## START DOCUMENT EXTRACT

State v. Montague, 341 Ark. at 146, 14 S.W.3d at 868 (citing Marshall v. State, 316 Ark. 753,
875 S.W.2d 814 (1994); Leavy v. State, 314 Ark. 231, 862 S.W.2d 832 (1993); Foster v. State,
275 Ark. 427, 631 S.W.2d 7 (1982)). In support of his contention that he should be able to
raise his argument for the first time on direct appeal, appellant cites to the supreme court’s
decision in Flowers v. Norris, 347 Ark. 760, 68 S.W.3d 289 (2002). In Flowers, the court
reached the merits of a claim of illegal sentence similar to that advanced by appellant that was
raised for the first time in a petition for a writ of habeas corpus. However, Flowers did not
expressly overrule Montague, which is a clearer precedent for the instant case.1 We hold that,
based upon the supreme court’s decision in Montague, appellant’s argument is not properly one
of an illegal sentence and cannot be considered on direct appeal because it was not raised
below. Therefore, the judgment of the trial court is affirmed.
Affirmed.
ROBBINS and HENRY, JJ., agree.
1
We attempted, without success, to certify this appeal to the Supreme Court.

## END DOCUMENT EXTRACT

> [GIVEN REQUEST A]: According to the court opinion, what did the court try and fail to do with this appeal?
The court opinion and the rows below it come from unrelated sources.

## START PROVIDED DATA

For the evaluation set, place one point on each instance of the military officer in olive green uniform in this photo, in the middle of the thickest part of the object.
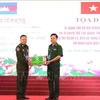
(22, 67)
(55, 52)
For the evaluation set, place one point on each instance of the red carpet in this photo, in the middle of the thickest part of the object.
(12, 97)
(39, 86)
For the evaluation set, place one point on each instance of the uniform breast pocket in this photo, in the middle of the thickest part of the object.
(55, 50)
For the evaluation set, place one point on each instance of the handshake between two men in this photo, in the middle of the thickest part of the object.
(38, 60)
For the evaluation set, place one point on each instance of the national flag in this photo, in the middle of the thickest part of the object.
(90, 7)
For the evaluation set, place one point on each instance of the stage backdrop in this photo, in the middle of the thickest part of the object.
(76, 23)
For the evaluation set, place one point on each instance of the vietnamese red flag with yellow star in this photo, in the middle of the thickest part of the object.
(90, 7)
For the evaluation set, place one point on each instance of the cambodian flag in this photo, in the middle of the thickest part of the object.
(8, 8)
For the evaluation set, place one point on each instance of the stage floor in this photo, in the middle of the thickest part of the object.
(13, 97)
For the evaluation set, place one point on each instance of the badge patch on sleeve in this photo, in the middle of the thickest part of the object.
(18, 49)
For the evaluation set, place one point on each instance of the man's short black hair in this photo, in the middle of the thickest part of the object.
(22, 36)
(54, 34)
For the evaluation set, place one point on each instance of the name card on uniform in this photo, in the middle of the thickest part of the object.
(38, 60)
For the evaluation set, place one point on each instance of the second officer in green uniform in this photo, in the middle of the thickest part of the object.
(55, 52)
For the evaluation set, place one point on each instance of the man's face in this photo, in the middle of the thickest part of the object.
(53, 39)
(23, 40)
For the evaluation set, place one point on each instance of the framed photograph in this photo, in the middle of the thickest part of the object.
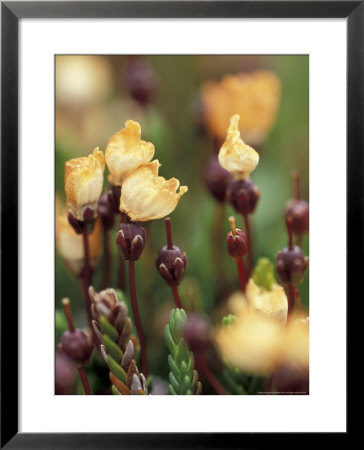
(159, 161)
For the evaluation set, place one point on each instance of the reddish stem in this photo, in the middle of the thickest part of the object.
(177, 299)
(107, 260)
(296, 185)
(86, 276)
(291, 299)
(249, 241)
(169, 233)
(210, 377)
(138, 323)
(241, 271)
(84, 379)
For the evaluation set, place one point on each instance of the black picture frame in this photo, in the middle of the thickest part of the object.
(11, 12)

## END PROVIDED DATA
## START PROVIDED DATA

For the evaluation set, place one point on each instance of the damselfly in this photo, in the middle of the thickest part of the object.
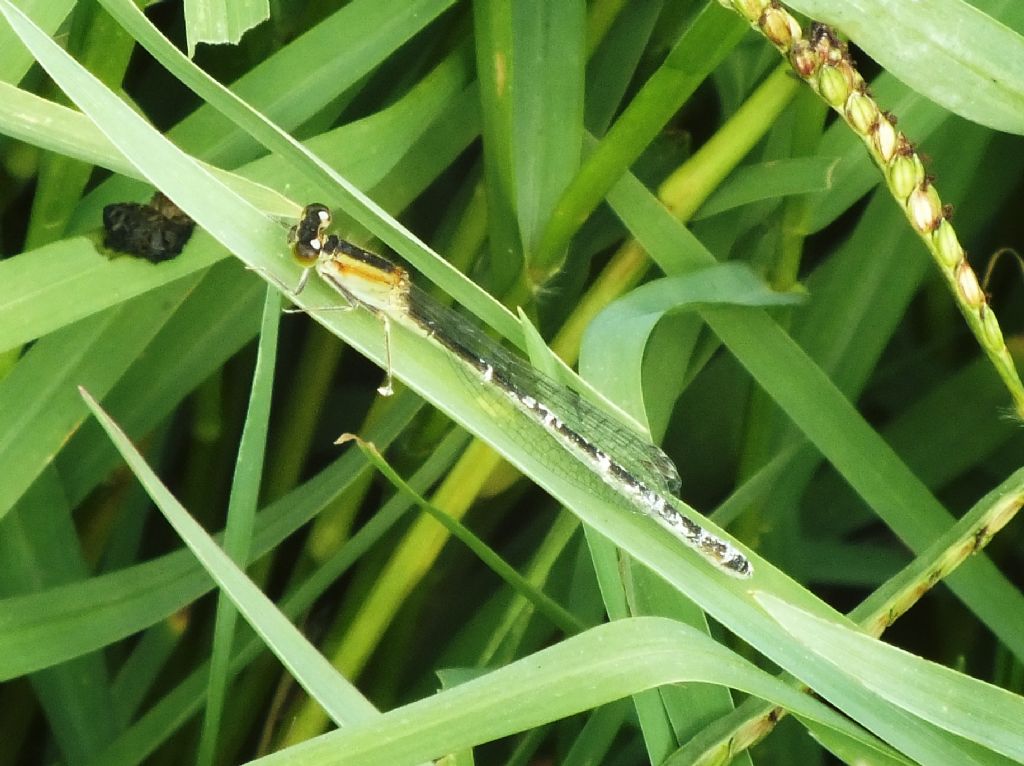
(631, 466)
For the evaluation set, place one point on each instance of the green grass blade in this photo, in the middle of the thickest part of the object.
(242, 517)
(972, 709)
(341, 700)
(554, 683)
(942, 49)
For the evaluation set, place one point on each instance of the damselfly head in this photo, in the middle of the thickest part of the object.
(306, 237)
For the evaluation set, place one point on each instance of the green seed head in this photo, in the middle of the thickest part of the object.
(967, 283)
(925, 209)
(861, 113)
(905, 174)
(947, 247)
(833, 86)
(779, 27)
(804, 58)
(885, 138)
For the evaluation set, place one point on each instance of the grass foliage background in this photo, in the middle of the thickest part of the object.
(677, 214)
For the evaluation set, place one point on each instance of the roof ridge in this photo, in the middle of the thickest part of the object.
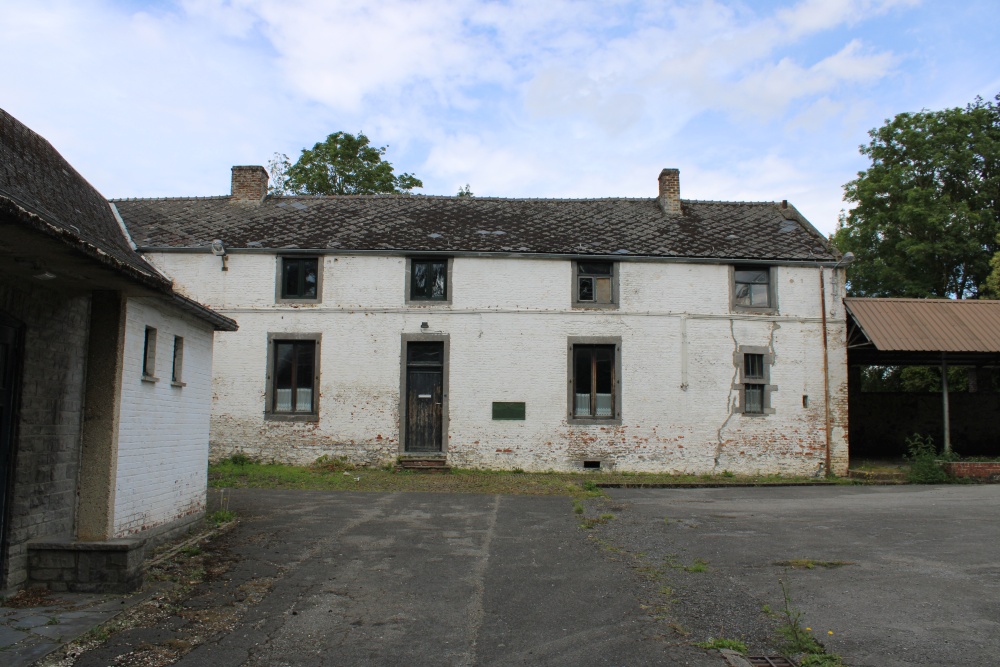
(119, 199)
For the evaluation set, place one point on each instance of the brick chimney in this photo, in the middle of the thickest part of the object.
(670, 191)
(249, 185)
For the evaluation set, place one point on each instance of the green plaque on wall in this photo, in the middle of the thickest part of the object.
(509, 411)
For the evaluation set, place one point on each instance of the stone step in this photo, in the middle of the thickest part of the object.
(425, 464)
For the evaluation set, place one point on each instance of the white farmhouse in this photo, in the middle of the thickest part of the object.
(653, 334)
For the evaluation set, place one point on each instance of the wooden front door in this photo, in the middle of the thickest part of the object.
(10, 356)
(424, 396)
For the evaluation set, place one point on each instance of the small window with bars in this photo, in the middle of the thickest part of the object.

## END PROVIDED DATA

> [GIVEN REQUEST B]: In the rows, swap "brick chimney" for "stone chimney" in everything from the line containing "of the roof" down to the line containing "of the small", and give those lines again with nothing else changed. Leave the pictures out.

> [SOLUTION A]: It tried to certify the appeal to the Supreme Court.

> [SOLUTION B]:
For the evaluation set, place one point on each instance of the roof ridge in this photo, in the middle of the thickest part of the object.
(119, 199)
For the evaluation set, place one point on each instance of the stone chimney in this photo, in the middle of the thickest part of the object.
(670, 191)
(249, 185)
For the evaluation set, place one point on each instance of the green plaque on wall in this photo, in the middle of the thickest part of the object.
(509, 411)
For the evaluation set, place one point on each instance of the stone step in this photo, in the middle of the thickest part of the object.
(425, 464)
For the evaluation set, place one point on each instance of the white farmhouse in this photo, in the middle of the thickest part of the object.
(653, 334)
For the evaluation set, place one point on each instance of the wooden front door in this photo, in the middle of the thickest part of the object.
(10, 356)
(424, 396)
For the evaluation set, place one point on each instance of the small window with bars in this photo, in the middle of the thickest part of the object.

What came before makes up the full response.